### Passage to read
-- Opening Marker --

I leave you with the words of romantic poet Percy Bysshe Shelley (1792-1822), who wrote an essay called ‘A Vindication of a Natural Diet’

On a natural system of diet [a plant-based diet], old age would be our last and our only malady; the term of our existence would be protracted; we should enjoy life, and no longer preclude others from the enjoyment of it. All sensational delights would be infinitely more exquisite and perfect. The very sense of being would then be a continued pleasure, such as we now feel it in some few and favoured moments of our youth.

 

How Do You Get Omega 3 As A Vegan?

IMG_20160410_232747733 R

So, you’ve probably heard of omegas 3 & 6, and that you need them to be healthy.

-- Closing Marker --

### Assigned task A
Print the section of the vegan diet passage starting with "I leave you" and going on through "As A Vegan?".
### Assigned task B
Carry on the vegan diet passage by writing what follows its last sentence.
You will not need the records that come next.

### Recorded information
-- Opening Marker --

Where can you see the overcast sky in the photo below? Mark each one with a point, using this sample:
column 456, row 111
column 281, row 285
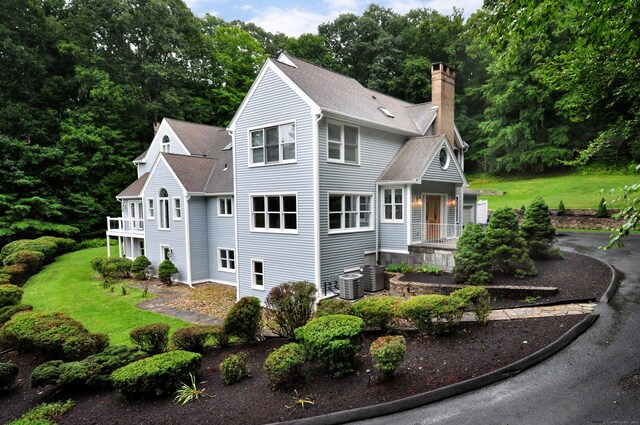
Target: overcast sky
column 295, row 17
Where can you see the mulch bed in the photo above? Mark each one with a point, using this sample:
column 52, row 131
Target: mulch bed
column 430, row 363
column 578, row 278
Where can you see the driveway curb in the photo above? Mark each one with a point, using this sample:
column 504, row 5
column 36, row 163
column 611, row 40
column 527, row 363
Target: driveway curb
column 458, row 388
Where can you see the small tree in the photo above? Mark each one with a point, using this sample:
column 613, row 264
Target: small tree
column 536, row 228
column 166, row 269
column 508, row 249
column 472, row 257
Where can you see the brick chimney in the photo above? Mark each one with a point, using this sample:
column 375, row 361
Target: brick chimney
column 443, row 88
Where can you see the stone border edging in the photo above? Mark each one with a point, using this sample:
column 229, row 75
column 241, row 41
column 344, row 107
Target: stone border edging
column 453, row 389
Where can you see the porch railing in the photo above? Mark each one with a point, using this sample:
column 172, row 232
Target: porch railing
column 445, row 235
column 121, row 225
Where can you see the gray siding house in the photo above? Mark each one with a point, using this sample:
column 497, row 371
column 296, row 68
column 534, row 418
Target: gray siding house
column 315, row 176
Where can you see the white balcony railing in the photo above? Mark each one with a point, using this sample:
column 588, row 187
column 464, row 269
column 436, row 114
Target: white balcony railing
column 444, row 235
column 121, row 226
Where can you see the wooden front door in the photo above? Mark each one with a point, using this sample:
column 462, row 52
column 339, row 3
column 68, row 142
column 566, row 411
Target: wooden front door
column 432, row 217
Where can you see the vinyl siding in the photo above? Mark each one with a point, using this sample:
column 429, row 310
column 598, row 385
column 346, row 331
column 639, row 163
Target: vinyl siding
column 286, row 257
column 176, row 236
column 221, row 232
column 346, row 250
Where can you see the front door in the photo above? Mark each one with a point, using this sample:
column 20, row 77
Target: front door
column 432, row 217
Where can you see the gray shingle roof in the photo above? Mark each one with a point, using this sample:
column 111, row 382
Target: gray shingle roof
column 134, row 189
column 337, row 93
column 412, row 160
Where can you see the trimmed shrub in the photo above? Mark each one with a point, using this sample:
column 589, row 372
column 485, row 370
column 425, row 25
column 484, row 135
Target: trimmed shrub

-- Closing Marker --

### Answer space A
I leave you with the words of romantic poet Percy Bysshe Shelley (1792-1822), who wrote an essay called ‘A Vindication of a Natural Diet’

On a natural system of diet [a plant-based diet], old age would be our last and our only malady; the term of our existence would be protracted; we should enjoy life, and no longer preclude others from the enjoyment of it. All sensational delights would be infinitely more exquisite and perfect. The very sense of being would then be a continued pleasure, such as we now feel it in some few and favoured moments of our youth.

 

How Do You Get Omega 3 As A Vegan?

### Answer space B
You actually need a pretty even amount of both these beauties:

Omega 6 is inflammatory – which sounds bad, but it helps clot the blood soooo….useful if you have a wound you need healing for example. Omega 3 is anti-inflammatory and an anti-coagulant, so it thins the blood. They compete with each other for the same enzymes in the body, and too much omega 6 can inhibit omega 3 – hence the need for an equal-ish amount of each.

MANY people’s ratios are way skewed however, sometimes by as much as 30:1 (i.e. too much omega 6 to too little omega 3). You need to know that this is NOT a vegan problem, this is a universal problem.

As a plant-based superstar (or plant-based superstar wannabe!) you’re most likely getting plenty of Omega 6 through veg, fruit, grains, nuts and seeds, so it’s really omega 3 we want to make sure we get enough of, to balance out the ol’ 6.

It’s sometimes easy to get too much omega 6 through added oils; like safflower, sunflower, cottonseed or corn oil; so ideally stay away from these or use VERY sparingly.

We need omega 3 for basic cell function. And according to PCRM, adequate intake of omega 3 can mean a reduced chance of strokes and heart disease; reduction of menstrual pain and joint pain, relief from ulcerative colitis symptoms, and there is evidence to show it can also mean reduced breast cancer risk.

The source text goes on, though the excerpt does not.